Without the pictures, set down every line of the data exactly.

* * *

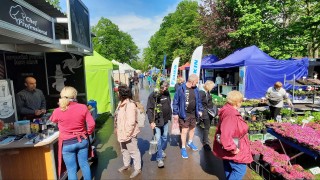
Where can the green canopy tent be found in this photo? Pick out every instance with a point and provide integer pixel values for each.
(99, 82)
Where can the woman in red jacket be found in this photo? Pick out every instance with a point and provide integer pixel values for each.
(231, 142)
(75, 124)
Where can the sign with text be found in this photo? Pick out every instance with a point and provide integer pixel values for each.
(18, 15)
(79, 24)
(196, 61)
(174, 72)
(21, 65)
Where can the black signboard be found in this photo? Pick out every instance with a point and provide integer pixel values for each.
(16, 14)
(80, 24)
(2, 66)
(65, 69)
(21, 65)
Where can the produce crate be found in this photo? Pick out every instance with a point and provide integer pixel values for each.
(268, 136)
(254, 137)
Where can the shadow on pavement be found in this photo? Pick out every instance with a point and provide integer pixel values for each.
(211, 164)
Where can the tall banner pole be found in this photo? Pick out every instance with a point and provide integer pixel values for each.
(196, 61)
(174, 71)
(164, 64)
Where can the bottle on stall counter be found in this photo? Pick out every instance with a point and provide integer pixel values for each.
(278, 118)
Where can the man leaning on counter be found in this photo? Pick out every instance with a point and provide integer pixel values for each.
(31, 102)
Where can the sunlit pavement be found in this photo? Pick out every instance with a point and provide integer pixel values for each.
(200, 164)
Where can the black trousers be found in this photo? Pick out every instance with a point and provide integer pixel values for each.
(274, 112)
(207, 123)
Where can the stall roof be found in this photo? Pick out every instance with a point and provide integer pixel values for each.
(46, 7)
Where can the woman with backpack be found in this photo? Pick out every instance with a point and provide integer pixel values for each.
(126, 130)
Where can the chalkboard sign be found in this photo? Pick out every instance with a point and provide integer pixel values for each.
(20, 66)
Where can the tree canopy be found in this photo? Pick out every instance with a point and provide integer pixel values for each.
(282, 28)
(112, 43)
(179, 35)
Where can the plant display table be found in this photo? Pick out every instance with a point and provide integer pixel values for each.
(303, 149)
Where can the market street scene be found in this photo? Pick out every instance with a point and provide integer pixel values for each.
(170, 89)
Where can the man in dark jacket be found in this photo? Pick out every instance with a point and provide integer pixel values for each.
(187, 107)
(159, 113)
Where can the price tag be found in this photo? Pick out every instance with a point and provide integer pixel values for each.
(305, 121)
(315, 170)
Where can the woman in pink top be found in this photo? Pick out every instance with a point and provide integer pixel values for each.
(75, 124)
(126, 129)
(231, 140)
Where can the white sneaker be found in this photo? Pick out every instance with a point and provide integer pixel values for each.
(135, 173)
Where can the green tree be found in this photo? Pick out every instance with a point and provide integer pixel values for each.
(178, 35)
(55, 3)
(282, 28)
(219, 18)
(112, 43)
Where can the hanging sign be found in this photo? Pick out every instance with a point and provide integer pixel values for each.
(21, 17)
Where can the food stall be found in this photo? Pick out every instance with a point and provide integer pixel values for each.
(38, 40)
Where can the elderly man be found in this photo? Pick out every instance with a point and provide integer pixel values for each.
(30, 101)
(187, 107)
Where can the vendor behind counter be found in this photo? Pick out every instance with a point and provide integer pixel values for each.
(30, 101)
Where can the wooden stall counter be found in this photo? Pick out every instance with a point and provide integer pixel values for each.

* * *

Answer for this exercise:
Where can the green canopy tent be found in this photo? Pick out every instance with a point and provide integer pixel values for each.
(99, 82)
Where can the woman in red jacket be found in this photo? Pick out every instance with a point and provide integer pixel values for each.
(231, 142)
(75, 124)
Where can the sign with text be found in this photo? Pick out every instance with a point and provide integer pixel values for each.
(18, 15)
(79, 24)
(196, 61)
(174, 72)
(21, 65)
Where can the black signboard be found in this photo? Pick out every instance with a point and provide integer pixel values for each.
(16, 14)
(80, 24)
(2, 66)
(65, 69)
(21, 65)
Where can the produce crate be found in this photo? Pick out every instance with a point and provide integer pixel values for each.
(268, 136)
(254, 137)
Where can the shadow on pavement be found in this photo? Pick out every instance with a point and provide integer pixel values for each.
(211, 164)
Where can the tall banner pole be found in this photo? Pick out every instance with a point and provide integer pixel values for each.
(196, 61)
(174, 71)
(164, 64)
Where can the bottle on stall counter be found in this photo? Pick out every instance with a point and provide integer pixel values for each.
(278, 118)
Where can the man leaning on counter be found in this photo? Pick out every instance with a point and provide integer pixel values for each.
(31, 102)
Where can the sunlit pavement be found in this photo? Pick out every instance with a point and provide integer pixel values for each.
(200, 164)
Where can the black trousers be found in this photo? Pick out every instance with a point and provide integer pixel values for each.
(274, 112)
(207, 123)
Where can the stall roof be found in this photo? Pick out every instance with a point and provide integer pixel values for each.
(46, 7)
Where can the woman with backpack be found in this photo? Pick out every instance with a point and provide integer pixel values for each.
(126, 130)
Where can the chalkboard sign be found in this photo? Pick out every instance with a point and provide integer pixel values for each.
(20, 66)
Where can the tree canopy be found in this photo? Pick out every instance with a point and provide integer pixel values for each.
(282, 28)
(112, 43)
(179, 35)
Where can the plant display table be found in this photo? Pick out every instance with a point and provide integer pixel values for each.
(303, 149)
Where can the market street scene be found in this photo? Pick out every instance with a point and provide integer pixel values for each.
(170, 89)
Where can the man in dark jacket be found in this photo? Pick out every instance with a point and provide integer pixel values for each.
(187, 107)
(159, 113)
Where can the price tag be found in this photo? Pick out every instance with a point and provide integer pixel values for each.
(305, 121)
(315, 170)
Where can the woman in pink top be found in this photo? Pick out every instance with a point and provide integer pixel values for each.
(75, 124)
(126, 129)
(231, 140)
Where can the white sneaker be found in this photo? Pick out every instance with a point and provide integer pixel values for each.
(135, 173)
Where can the green tree be found in this photo? Pick out every instance with a point and provide integer pixel values for each.
(178, 35)
(55, 3)
(282, 28)
(219, 18)
(112, 43)
Where can the hanging sign be found in this photo? Pick out every instance with a point and provide integer pixel values for each.
(21, 17)
Where can the food stall be found in this photo? Pick out every instance with a point and provide integer pixel values for each.
(38, 40)
Where can the elderly man be found in this photo? Pick out every instance with a point and provide integer pixel values for each.
(30, 101)
(187, 107)
Where can the vendor behind counter be found in this photo? Pick out every instance with a point and provide integer pixel values for each.
(30, 101)
Where can the wooden stall counter be found in this photo? Pick out every instance with a point and provide integer pixel values for each.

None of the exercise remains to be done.